■ **Task description**
Copy the items from the start up to and including the line with "positive clicks: (251, 294)", changing "SVG path" to "vector path" and leaving all else as it is. Omit the pictures.

[Information — start]

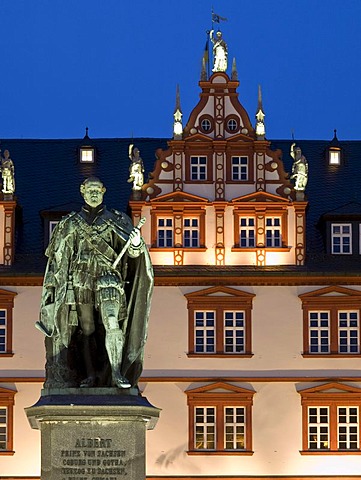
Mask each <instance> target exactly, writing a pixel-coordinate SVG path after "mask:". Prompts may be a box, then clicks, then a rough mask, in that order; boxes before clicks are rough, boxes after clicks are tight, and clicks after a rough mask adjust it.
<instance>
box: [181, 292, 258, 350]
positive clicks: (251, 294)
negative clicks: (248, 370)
mask: <svg viewBox="0 0 361 480" xmlns="http://www.w3.org/2000/svg"><path fill="white" fill-rule="evenodd" d="M225 293H228V295H227V296H226V295H225ZM186 298H187V300H188V311H189V354H188V355H189V356H195V355H196V356H207V355H209V356H223V357H226V356H239V355H241V356H250V355H252V354H251V343H252V342H251V308H252V298H253V294H249V293H246V292H241V291H239V290H235V289H231V288H226V287H222V288H217V287H212V288H210V289H206V290H201V291H197V292H193V293H189V294H187V295H186ZM210 305H211V308H209V306H210Z"/></svg>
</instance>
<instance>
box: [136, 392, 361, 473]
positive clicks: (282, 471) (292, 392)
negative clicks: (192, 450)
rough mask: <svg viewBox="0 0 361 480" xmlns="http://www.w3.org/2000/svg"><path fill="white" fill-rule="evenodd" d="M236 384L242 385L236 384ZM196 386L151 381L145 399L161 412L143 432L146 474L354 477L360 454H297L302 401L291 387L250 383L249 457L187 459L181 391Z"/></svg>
mask: <svg viewBox="0 0 361 480" xmlns="http://www.w3.org/2000/svg"><path fill="white" fill-rule="evenodd" d="M239 385H240V386H244V385H241V384H239ZM196 386H198V385H196V384H188V383H182V384H166V383H151V384H148V385H147V386H146V388H145V390H144V395H145V396H146V397H147V398H148V400H149V401H150V402H151V403H152V404H153V405H155V406H157V407H159V408H161V409H162V412H161V416H160V419H159V422H158V425H157V426H156V428H155V430H154V431H153V432H149V433H147V474H148V475H212V476H218V475H220V476H226V475H242V476H247V475H266V476H267V475H295V476H297V477H298V476H302V475H359V473H360V468H361V456H359V455H355V456H352V455H351V456H350V455H347V456H342V455H335V456H329V455H319V456H306V455H301V454H300V450H301V449H302V425H301V421H302V417H301V399H300V395H299V394H298V393H297V391H296V385H295V384H294V383H291V382H290V383H277V382H276V383H253V384H252V385H251V386H250V385H247V387H248V388H250V387H251V388H253V389H254V390H255V392H256V393H255V395H254V405H253V415H252V416H253V451H254V454H253V455H252V456H242V455H237V456H207V455H204V456H203V455H201V456H191V455H187V449H188V407H187V396H186V394H185V393H184V391H185V390H187V389H189V388H195V387H196Z"/></svg>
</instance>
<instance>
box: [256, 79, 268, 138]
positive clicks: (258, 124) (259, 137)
mask: <svg viewBox="0 0 361 480" xmlns="http://www.w3.org/2000/svg"><path fill="white" fill-rule="evenodd" d="M264 118H265V114H264V112H263V105H262V90H261V85H258V106H257V113H256V135H257V139H258V140H264V137H265V135H266V128H265V124H264Z"/></svg>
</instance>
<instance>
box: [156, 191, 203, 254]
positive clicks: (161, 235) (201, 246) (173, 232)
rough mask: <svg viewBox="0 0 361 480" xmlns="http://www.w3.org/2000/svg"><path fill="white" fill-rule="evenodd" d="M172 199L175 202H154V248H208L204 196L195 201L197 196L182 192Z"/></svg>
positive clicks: (195, 248) (168, 248)
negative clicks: (201, 200) (194, 196)
mask: <svg viewBox="0 0 361 480" xmlns="http://www.w3.org/2000/svg"><path fill="white" fill-rule="evenodd" d="M170 198H171V199H172V201H169V202H167V203H166V202H163V201H161V202H159V204H157V202H154V203H153V209H152V211H151V218H152V222H151V242H152V243H151V245H152V247H151V248H152V249H153V248H154V249H155V248H158V249H159V248H160V249H161V248H166V249H170V248H172V249H194V250H195V249H198V250H200V249H205V214H206V212H205V208H204V205H205V204H206V203H207V201H203V199H202V203H198V204H195V203H193V202H194V198H195V197H194V196H191V195H189V194H184V193H183V192H180V193H179V194H176V195H175V196H173V195H172V196H170ZM188 199H191V200H193V202H190V201H188ZM186 200H187V201H186Z"/></svg>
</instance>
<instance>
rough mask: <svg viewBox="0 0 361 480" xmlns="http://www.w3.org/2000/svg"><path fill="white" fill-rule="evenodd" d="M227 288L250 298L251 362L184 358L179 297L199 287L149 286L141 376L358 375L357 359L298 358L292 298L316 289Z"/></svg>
mask: <svg viewBox="0 0 361 480" xmlns="http://www.w3.org/2000/svg"><path fill="white" fill-rule="evenodd" d="M233 288H237V289H239V290H243V291H245V292H249V293H253V294H255V295H256V296H255V298H254V299H253V310H252V351H253V357H252V358H239V357H237V358H209V357H205V358H189V357H187V352H188V350H189V348H188V310H187V301H186V298H185V296H184V295H185V294H186V293H189V292H191V291H196V290H201V289H200V288H197V287H155V291H154V297H153V302H152V309H151V316H150V322H149V335H148V343H147V346H146V357H145V365H144V367H145V372H144V375H145V376H149V375H151V376H154V375H158V374H161V375H174V376H185V375H193V374H195V375H198V376H202V375H205V376H206V375H211V376H218V377H222V376H242V375H246V376H264V375H266V376H267V375H269V376H271V377H282V376H295V375H298V376H303V375H311V376H312V375H315V376H320V375H321V376H322V375H324V376H334V377H337V376H342V374H344V375H347V374H352V372H353V373H354V374H355V375H356V374H357V375H358V374H359V373H358V369H359V360H358V359H355V358H317V357H315V358H303V357H302V351H303V330H302V328H303V323H302V322H303V317H302V308H301V301H300V299H299V298H298V295H300V294H301V293H305V292H306V291H312V290H316V289H318V288H321V286H317V287H310V286H309V287H296V286H294V287H291V286H289V287H288V286H287V287H282V286H275V287H266V286H259V287H244V288H240V287H233ZM358 289H360V287H358ZM210 305H211V298H210ZM159 332H162V333H161V335H160V334H159ZM164 359H166V364H165V362H164Z"/></svg>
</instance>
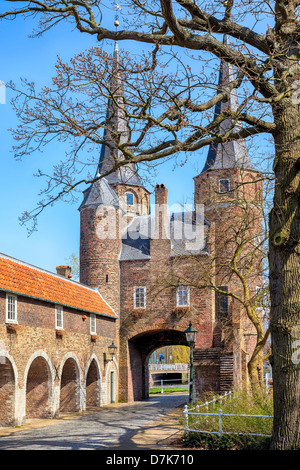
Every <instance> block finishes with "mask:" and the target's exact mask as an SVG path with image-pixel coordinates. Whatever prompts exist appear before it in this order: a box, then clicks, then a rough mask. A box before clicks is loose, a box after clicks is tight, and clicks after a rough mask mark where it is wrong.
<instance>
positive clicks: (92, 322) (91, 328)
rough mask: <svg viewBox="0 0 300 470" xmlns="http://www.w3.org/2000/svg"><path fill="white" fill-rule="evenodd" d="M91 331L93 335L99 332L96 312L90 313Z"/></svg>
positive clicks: (90, 324)
mask: <svg viewBox="0 0 300 470" xmlns="http://www.w3.org/2000/svg"><path fill="white" fill-rule="evenodd" d="M90 333H91V335H96V334H97V326H96V315H95V314H94V313H91V314H90Z"/></svg>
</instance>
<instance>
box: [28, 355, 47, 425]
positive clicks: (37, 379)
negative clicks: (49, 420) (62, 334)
mask: <svg viewBox="0 0 300 470" xmlns="http://www.w3.org/2000/svg"><path fill="white" fill-rule="evenodd" d="M25 383H26V418H48V417H50V416H51V402H52V393H53V387H52V372H51V368H50V366H49V360H48V358H47V356H46V355H45V354H43V352H42V351H40V352H39V351H38V352H36V354H34V355H33V356H32V357H31V359H30V360H29V362H28V364H27V367H26V370H25Z"/></svg>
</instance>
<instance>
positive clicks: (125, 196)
mask: <svg viewBox="0 0 300 470" xmlns="http://www.w3.org/2000/svg"><path fill="white" fill-rule="evenodd" d="M127 195H130V196H132V204H128V201H127ZM125 198H126V205H127V206H134V194H133V193H132V192H131V191H127V192H126V193H125Z"/></svg>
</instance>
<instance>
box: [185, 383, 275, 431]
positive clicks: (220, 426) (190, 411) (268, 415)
mask: <svg viewBox="0 0 300 470" xmlns="http://www.w3.org/2000/svg"><path fill="white" fill-rule="evenodd" d="M230 395H231V392H226V393H225V395H222V396H219V397H214V398H213V399H212V400H211V401H207V402H205V403H203V404H202V405H197V406H195V407H194V408H193V410H192V411H189V409H188V406H187V405H186V406H185V407H184V411H183V414H184V417H185V427H184V430H185V432H186V433H189V432H197V433H203V434H217V435H218V436H220V437H221V436H223V435H224V434H236V435H244V436H261V437H270V436H271V435H270V434H260V433H252V432H235V431H224V430H223V419H224V417H238V418H261V419H265V418H267V419H269V418H273V416H270V415H247V414H231V413H223V411H222V409H221V408H219V410H218V411H217V412H213V413H209V412H208V411H207V412H206V413H200V412H199V411H195V410H197V409H198V410H199V409H200V408H201V407H206V409H207V410H208V407H209V405H210V404H211V403H216V402H219V401H222V400H226V399H227V398H229V397H230ZM190 416H193V417H197V416H206V417H213V416H214V417H217V420H218V430H217V431H212V430H204V429H198V428H197V429H193V427H190V423H189V417H190ZM206 423H207V424H208V420H206ZM193 424H196V423H193Z"/></svg>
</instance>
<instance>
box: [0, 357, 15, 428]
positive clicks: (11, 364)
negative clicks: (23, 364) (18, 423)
mask: <svg viewBox="0 0 300 470" xmlns="http://www.w3.org/2000/svg"><path fill="white" fill-rule="evenodd" d="M15 390H16V376H15V371H14V365H13V363H12V362H11V360H10V359H9V358H8V357H7V356H4V355H0V410H1V413H0V426H13V425H14V423H15Z"/></svg>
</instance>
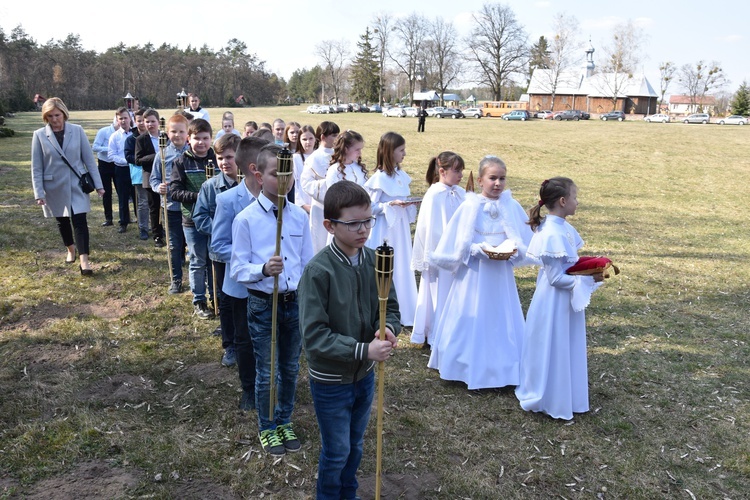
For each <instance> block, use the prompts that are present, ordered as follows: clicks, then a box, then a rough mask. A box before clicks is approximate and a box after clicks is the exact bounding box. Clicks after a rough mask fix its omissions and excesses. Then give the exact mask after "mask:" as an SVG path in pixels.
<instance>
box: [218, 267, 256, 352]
mask: <svg viewBox="0 0 750 500" xmlns="http://www.w3.org/2000/svg"><path fill="white" fill-rule="evenodd" d="M211 262H212V263H213V267H214V269H213V271H214V273H216V274H214V276H216V287H217V288H218V290H214V294H213V296H214V300H217V299H218V300H219V324H221V347H222V348H224V349H226V348H227V347H234V319H233V318H232V303H231V302H230V301H229V295H227V294H225V293H224V291H223V290H222V289H221V285H222V283H224V274H225V273H226V268H227V265H226V264H224V263H223V262H217V261H215V260H214V261H211ZM245 318H247V315H245ZM246 320H247V319H246Z"/></svg>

[Information — finish]

■ **Reply to the exercise**
Mask each <instance> target exactly, writing a pixel-coordinate vector path after "mask:". Prompts may be a box, then clicks, then a rough mask, in that order; boxes before clicks are rough, boxes after clicks are tight, and clicks after a rough mask adjust it.
<instance>
box: [181, 292, 258, 350]
positive clicks: (251, 294)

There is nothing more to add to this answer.